What the task asks. Extract each line of the rows below that contains the string "coconut", treating uppercase and lowercase as different. Copy every matching line whole.

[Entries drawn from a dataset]
-- -- --

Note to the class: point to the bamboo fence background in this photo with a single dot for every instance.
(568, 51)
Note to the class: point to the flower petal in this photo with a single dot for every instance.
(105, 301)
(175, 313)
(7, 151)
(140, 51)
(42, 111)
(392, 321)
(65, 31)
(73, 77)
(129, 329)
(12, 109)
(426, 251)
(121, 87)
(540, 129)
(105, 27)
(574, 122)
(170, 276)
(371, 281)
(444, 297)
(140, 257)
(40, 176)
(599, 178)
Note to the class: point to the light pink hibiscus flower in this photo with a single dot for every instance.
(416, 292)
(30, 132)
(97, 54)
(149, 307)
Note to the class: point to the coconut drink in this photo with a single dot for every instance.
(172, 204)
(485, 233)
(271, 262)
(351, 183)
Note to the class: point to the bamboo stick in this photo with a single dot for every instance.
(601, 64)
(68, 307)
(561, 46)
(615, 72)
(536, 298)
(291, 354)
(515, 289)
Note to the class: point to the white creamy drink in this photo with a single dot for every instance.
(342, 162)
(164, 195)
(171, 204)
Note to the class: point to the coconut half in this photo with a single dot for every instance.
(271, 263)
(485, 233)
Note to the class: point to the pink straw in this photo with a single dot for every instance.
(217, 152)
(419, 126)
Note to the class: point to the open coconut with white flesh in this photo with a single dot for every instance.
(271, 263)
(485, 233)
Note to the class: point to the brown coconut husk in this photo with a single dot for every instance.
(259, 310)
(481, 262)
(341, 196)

-- -- --

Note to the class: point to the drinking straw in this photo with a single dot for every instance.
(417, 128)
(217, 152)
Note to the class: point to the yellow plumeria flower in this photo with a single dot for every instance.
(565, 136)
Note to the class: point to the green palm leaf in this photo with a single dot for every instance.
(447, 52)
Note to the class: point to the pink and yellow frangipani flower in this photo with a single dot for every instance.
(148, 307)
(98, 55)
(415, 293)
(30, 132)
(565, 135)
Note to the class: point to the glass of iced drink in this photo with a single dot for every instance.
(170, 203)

-- -- --

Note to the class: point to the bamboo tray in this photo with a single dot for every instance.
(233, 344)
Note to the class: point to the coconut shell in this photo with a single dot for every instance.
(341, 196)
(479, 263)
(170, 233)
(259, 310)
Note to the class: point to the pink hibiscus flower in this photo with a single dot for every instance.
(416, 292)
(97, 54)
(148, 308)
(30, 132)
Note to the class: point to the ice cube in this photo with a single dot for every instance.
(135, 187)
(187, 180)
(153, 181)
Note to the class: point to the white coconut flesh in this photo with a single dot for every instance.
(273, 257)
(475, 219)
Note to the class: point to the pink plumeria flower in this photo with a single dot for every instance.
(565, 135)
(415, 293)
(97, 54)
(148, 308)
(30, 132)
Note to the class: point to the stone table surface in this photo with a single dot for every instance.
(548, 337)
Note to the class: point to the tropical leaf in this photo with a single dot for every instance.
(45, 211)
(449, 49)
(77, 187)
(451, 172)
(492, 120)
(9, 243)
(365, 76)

-- -- --

Answer below.
Note to the class: point to the coconut drink in this photo with a single dot for every instance.
Note to the class: point to the coconut half in this photo with a single dot for every instance.
Note to the class: point to the open coconut with white flesh in this photo with a single dot for every instance.
Note to the class: point to the brown coconut husk in this photo with a single dot for every instance.
Note to the class: point to the coconut shell in this photo with a single dot for every instance.
Note to the class: point to the white coconut flesh in this photo with a single dot for every instance.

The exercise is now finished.